**WHAT TO WORK ON:** Transcribe the data below exactly, but only from the line containing "point: the police officer" through its final line, both included.

Point-per-instance localization data
== == ==

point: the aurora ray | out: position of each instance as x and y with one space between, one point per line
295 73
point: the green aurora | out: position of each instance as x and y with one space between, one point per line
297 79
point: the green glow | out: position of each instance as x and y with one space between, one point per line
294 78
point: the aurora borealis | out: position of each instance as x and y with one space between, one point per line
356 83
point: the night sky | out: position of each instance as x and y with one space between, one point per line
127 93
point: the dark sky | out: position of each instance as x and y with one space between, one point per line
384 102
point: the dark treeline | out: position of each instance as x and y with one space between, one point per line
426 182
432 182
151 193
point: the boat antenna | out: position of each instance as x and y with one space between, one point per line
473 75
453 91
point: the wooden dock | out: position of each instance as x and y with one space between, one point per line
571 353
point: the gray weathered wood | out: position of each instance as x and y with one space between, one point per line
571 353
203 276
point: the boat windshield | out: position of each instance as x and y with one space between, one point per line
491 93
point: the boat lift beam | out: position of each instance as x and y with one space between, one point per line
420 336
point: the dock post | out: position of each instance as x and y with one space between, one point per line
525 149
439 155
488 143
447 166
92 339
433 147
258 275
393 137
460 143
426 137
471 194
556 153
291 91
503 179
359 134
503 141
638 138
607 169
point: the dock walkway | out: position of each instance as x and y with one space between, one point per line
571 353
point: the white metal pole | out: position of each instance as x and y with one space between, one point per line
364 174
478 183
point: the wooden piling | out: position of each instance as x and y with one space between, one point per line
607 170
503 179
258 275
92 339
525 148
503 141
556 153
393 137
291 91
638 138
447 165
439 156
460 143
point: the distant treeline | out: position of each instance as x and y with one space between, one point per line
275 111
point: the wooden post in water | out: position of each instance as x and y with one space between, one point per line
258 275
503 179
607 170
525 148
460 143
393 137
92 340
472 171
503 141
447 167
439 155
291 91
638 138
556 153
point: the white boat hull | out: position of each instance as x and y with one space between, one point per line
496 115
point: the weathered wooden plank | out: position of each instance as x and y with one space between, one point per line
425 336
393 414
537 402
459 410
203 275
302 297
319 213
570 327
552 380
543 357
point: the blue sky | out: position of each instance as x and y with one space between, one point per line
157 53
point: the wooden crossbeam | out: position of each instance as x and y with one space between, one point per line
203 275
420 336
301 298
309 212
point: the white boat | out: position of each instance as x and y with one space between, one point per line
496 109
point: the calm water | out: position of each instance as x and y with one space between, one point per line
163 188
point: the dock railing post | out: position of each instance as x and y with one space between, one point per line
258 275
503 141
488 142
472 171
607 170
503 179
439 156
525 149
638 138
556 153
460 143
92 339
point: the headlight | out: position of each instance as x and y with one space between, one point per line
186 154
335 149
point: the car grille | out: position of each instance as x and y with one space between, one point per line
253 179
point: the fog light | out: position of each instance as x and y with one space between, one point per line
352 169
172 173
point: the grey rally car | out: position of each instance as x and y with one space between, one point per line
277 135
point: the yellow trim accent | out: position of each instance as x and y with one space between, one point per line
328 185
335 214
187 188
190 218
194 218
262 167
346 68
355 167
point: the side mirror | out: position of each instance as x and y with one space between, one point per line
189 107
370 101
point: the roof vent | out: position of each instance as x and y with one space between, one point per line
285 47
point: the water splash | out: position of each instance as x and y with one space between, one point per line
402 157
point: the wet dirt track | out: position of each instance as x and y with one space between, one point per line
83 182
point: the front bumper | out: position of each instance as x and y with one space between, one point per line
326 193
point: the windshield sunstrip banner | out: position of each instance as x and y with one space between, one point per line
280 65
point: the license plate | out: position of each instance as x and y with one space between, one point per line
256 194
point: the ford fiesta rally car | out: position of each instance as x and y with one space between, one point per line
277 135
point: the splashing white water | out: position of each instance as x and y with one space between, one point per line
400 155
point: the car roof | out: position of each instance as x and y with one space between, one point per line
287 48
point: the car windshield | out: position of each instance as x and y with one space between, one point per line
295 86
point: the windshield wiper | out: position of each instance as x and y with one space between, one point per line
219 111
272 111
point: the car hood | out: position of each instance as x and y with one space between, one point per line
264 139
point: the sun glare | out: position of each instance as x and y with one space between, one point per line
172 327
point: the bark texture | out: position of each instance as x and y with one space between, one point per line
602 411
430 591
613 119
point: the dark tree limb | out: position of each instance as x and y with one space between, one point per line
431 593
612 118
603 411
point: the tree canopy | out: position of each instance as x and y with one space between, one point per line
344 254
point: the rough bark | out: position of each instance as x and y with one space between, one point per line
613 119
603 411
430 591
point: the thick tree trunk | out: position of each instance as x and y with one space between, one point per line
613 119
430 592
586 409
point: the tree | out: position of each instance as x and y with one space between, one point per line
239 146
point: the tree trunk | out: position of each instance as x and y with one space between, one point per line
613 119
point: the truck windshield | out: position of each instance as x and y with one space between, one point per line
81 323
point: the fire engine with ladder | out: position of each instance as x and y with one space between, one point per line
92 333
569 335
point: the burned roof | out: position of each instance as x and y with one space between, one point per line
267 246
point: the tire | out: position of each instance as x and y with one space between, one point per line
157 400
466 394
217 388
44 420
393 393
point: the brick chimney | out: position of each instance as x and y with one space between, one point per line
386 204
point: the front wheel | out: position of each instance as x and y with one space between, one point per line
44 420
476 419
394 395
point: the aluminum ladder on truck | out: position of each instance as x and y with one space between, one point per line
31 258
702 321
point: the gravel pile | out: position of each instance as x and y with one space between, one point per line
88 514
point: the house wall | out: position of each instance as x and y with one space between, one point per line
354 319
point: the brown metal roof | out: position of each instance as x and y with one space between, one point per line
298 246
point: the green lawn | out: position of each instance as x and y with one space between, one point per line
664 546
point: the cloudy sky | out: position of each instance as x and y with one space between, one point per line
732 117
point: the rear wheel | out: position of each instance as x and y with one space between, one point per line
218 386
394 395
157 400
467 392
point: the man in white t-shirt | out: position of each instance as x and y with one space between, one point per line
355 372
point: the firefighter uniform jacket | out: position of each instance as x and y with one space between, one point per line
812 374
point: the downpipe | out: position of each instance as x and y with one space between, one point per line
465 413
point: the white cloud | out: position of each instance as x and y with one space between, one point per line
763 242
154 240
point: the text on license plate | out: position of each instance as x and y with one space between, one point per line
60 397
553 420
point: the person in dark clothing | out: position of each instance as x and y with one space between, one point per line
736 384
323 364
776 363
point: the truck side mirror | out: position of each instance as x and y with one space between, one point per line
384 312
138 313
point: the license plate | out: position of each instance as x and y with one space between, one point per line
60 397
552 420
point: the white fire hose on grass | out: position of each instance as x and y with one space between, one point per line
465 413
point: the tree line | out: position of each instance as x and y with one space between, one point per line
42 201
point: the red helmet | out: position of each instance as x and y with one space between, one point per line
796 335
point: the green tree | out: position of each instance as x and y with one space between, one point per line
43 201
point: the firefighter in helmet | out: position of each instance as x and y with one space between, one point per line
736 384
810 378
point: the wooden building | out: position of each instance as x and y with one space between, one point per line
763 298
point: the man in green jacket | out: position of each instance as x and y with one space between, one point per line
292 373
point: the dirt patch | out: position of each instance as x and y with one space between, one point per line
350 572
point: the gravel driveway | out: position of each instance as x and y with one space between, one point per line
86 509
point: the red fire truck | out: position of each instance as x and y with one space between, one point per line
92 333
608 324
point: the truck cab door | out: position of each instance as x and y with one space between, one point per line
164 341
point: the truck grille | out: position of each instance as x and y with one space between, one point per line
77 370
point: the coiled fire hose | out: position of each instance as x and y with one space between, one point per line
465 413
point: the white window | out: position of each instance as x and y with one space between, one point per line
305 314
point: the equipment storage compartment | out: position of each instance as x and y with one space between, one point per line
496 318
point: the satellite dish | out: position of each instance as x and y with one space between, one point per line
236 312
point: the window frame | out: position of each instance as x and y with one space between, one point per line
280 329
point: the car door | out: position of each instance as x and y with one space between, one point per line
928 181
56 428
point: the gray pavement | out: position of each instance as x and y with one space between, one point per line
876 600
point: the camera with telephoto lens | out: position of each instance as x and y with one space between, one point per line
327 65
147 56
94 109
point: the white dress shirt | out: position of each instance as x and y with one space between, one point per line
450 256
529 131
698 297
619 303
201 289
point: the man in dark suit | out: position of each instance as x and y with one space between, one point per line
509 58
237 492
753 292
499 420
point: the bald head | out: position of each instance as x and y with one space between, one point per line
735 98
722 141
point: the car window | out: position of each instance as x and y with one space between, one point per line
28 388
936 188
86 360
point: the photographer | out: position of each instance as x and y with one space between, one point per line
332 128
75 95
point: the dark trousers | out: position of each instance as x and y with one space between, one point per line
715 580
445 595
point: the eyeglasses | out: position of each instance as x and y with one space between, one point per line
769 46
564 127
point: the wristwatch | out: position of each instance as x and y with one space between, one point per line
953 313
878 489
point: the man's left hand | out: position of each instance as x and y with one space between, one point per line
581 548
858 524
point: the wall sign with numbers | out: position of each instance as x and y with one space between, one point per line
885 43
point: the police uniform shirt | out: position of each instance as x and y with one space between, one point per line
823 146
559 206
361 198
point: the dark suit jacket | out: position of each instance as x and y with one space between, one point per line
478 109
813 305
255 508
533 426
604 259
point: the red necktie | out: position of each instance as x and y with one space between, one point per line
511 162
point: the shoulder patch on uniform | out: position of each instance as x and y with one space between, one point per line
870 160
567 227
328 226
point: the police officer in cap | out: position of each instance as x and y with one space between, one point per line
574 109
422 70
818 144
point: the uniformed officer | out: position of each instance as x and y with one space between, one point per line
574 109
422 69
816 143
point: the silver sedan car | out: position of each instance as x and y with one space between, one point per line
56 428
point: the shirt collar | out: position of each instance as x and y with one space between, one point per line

== == ==

**WRITTEN RESPONSE:**
point: the police officer in cap | out: position of each instance as x and y with one space between, one point per line
574 109
422 70
818 144
point: the uniformed officer | out: position of each instance as x and y with one space between, one point per line
574 109
422 69
816 143
point: the silver sedan car | out: position of each instance as x and y with one space between, one point per line
56 428
point: the shirt collar | out: position of each instance as x and y with one space between, one point per line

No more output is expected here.